● Directions for this task
Edit the records below so that each occurrence of "field log" becomes "site report". Leave all other text unchanged.

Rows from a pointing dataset
--- Begin ---

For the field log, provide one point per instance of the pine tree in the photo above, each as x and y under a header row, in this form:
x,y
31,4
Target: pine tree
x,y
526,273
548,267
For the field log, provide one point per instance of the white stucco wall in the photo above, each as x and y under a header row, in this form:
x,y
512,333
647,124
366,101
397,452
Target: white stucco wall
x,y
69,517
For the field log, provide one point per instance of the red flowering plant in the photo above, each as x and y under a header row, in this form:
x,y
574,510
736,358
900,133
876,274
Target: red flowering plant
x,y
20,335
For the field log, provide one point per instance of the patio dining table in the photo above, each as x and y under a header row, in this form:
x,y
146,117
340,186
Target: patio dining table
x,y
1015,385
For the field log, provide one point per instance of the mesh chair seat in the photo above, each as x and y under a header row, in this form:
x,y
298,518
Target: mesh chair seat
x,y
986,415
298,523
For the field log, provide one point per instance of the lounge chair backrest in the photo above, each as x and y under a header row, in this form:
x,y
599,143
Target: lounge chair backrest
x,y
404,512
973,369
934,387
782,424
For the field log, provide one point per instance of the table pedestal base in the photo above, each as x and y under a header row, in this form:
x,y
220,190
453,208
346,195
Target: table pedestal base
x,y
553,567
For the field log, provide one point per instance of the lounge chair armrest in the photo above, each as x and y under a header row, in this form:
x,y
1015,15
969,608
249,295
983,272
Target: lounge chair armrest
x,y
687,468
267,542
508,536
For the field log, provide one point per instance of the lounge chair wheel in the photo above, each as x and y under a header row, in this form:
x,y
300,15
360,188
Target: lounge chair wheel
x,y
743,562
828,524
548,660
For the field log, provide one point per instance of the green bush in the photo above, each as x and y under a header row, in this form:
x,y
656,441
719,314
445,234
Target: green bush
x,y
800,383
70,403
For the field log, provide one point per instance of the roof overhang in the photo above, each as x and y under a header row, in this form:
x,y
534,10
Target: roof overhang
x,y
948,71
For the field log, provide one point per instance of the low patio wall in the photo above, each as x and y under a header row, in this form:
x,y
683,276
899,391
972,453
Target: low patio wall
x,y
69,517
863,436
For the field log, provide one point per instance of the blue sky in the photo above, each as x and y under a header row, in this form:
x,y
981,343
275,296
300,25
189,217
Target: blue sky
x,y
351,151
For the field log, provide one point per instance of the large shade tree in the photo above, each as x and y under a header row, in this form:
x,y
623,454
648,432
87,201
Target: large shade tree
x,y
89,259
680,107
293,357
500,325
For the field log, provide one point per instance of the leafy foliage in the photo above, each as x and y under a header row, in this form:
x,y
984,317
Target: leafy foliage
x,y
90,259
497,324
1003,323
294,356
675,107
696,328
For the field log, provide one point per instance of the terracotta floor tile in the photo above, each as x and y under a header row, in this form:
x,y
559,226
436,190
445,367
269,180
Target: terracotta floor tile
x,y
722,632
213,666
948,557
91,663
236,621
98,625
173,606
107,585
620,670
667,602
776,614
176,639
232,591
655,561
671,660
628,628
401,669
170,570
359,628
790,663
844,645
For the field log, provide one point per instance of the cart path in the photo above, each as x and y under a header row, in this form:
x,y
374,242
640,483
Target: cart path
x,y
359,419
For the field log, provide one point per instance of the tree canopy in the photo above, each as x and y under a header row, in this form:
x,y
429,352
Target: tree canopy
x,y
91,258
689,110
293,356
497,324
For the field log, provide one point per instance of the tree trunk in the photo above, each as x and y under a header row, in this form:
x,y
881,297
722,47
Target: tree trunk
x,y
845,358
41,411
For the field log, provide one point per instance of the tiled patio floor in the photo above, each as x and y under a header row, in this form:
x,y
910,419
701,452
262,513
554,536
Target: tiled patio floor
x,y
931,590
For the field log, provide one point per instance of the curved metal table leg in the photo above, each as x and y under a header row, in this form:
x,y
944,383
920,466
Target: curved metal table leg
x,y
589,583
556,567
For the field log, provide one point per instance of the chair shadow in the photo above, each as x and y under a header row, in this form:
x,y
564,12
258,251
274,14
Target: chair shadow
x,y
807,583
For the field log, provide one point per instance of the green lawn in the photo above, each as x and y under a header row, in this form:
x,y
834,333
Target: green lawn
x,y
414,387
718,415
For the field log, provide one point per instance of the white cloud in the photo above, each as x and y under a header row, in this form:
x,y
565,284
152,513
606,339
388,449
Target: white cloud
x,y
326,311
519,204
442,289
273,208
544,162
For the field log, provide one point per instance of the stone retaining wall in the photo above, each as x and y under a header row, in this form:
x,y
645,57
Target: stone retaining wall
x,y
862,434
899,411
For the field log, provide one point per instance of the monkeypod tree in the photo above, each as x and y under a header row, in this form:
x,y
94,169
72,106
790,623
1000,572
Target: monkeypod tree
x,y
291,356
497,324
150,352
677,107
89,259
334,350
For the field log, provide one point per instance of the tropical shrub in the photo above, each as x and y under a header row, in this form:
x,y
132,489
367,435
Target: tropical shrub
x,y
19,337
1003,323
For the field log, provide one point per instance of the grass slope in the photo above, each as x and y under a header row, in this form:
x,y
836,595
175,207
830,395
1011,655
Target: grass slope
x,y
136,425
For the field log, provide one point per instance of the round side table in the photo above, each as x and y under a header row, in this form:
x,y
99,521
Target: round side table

--- End ---

● Solution to this exercise
For the site report, provide one point per instance of the pine tree in the photo above, each as x and y under a header row, in this form:
x,y
31,4
Target: pine tree
x,y
526,273
548,267
For the site report, provide one point per instance of the white stucco wall in the photo above, each as x and y under a header row, in this form:
x,y
512,333
647,124
366,101
397,452
Target: white stucco wall
x,y
69,517
For the site report, provide one point per instance of the red flowering plant in the photo above, each as x and y under a header row, in this form:
x,y
574,510
736,358
900,133
876,274
Target: red flowering plant
x,y
20,335
For the site report, provide one point per instance of the patio dining table in the photo above, each as x and y under a header row, in this form:
x,y
146,117
340,186
Target: patio dining table
x,y
1015,385
For the site report, provide one point per instance of the mesh chair seat in the photo above, each as x and y under a header row, in this form:
x,y
298,518
Target: mesh chair seat
x,y
986,415
298,523
For the site report, provide one point per instance of the lounge chair backrest in the photo above, each as x and y under a header row, in this form:
x,y
599,143
Target: lounge chair backrest
x,y
404,512
973,369
934,387
782,424
For the site report, provide one point per instance of the table pedestal base in the photo above, each as x and y under a header row, in this form:
x,y
220,190
453,208
346,195
Target: table pedestal base
x,y
553,567
For the site report, provide one point per instance of the lounge chair armrest in the photo above, each as x and y under a header row, in this form:
x,y
1015,15
969,608
249,295
983,272
Target: lounge chair armrest
x,y
687,468
267,542
508,536
For the site report, provide one point per instance of the lounge chair wheel in the photo above, each as x and y under a header row, in this form:
x,y
300,15
360,188
Target: lounge chair wheel
x,y
743,562
828,524
548,660
For the site report, provide one point per instance of the green bush in the photo above, each as x and y under a header row, in this form:
x,y
656,441
719,314
445,234
Target: green bush
x,y
800,383
70,403
For the site report, provide one point per instance of the roof overhang in the photo above, each as x and y under a header row, in this form:
x,y
534,10
Target: roof overhang
x,y
948,71
For the site report, provide one point per instance of the low patio wall in the photo above, each as x and y under a header row, in this form:
x,y
683,276
899,391
972,453
Target: low patio wall
x,y
69,517
863,436
For the site report, provide one point per instance of the blue sky in the photo above, each as x and y under a header row, in this form:
x,y
981,343
275,296
300,25
189,217
Target: blue sky
x,y
351,151
For the site report, provide one point per instance of the large shade tree in the photo above, each as x and y under a header row, in this form:
x,y
623,454
648,432
87,201
Target: large shade tree
x,y
89,259
680,107
293,357
500,325
For the site report, provide one point per instance of the leafy foliage in the photo above, each as x and y under a header row, in this form:
x,y
984,317
Target: leafy foliage
x,y
90,259
497,324
1003,323
294,356
675,107
696,328
For the site report, provide one point per instance of the terracotta floor tile in the photo above, each as x and y under a header row, in this form:
x,y
559,226
436,190
445,367
269,180
Target: terracotta floor tile
x,y
722,632
213,666
948,557
91,663
236,621
98,625
173,606
107,585
620,670
667,602
776,614
176,639
232,591
655,561
671,660
628,628
401,669
170,570
359,628
790,663
844,645
For the site report, provide one point per instance of the cart path in the photo above, each as x and y under a header row, in this form:
x,y
374,242
640,483
Target: cart path
x,y
359,419
For the site report, provide one point per instance of the tree canopy in the photo above, each as x and y under a header row, in this form:
x,y
429,352
Target: tree canopy
x,y
91,258
689,110
293,356
497,324
For the site report, provide one point per instance of the tree trunk in the photo above, each as x and y under a header row, in this form:
x,y
881,297
722,47
Target: tree trunk
x,y
845,358
41,411
For the site report, provide one point per instance of the tiled patio floor in the photo above, each as x and y under a header row, in this form:
x,y
910,419
701,452
262,513
554,536
Target: tiled patio floor
x,y
931,590
For the site report, provide one point per instance of the curved metal table leg in the photo above, each as x and y under a header row, in this form:
x,y
944,383
920,466
Target: curved metal table leg
x,y
589,583
556,567
For the site report, provide one point per instance of the chair shadow in the photo above, each as x and y under a header row, in this form:
x,y
564,12
258,251
274,14
Target: chair shadow
x,y
807,583
For the site report, provide one point per instance of the green lawn in the photo above, each as x and y under a header row, in this form:
x,y
834,333
Target: green lawn
x,y
414,387
718,415
For the site report, provide one point per instance of the white cloud in the photo above, each as x and y under a header row, in this form:
x,y
565,284
152,513
606,339
388,449
Target: white cloud
x,y
326,311
519,204
442,289
273,208
544,162
For the site report, provide one point per instance of the stone retaining wall in the photo above, each as x and y under a header row, in this form:
x,y
645,57
Target: stone retaining wall
x,y
862,434
899,411
For the site report, provide one point per instance of the monkeypod tree in the photo above, each as x and y under a header row, in this form:
x,y
94,169
72,106
790,623
1000,572
Target: monkeypod tree
x,y
291,356
497,324
150,352
677,107
89,259
334,350
For the site report, provide one point per instance of the tropical shrub in the photo above, each as x and y under a header row, in this form:
x,y
132,489
367,435
Target: tropical shrub
x,y
19,337
1003,323
For the site report, provide one point per instance of the grass slope in the photo above, each as x and y under a header row, in this form:
x,y
836,595
175,207
830,395
1011,655
Target: grass slope
x,y
136,425
For the site report, provide one point per instance of the round side table in the photo above, each as x and y under a header row, in this form:
x,y
99,521
Target: round side table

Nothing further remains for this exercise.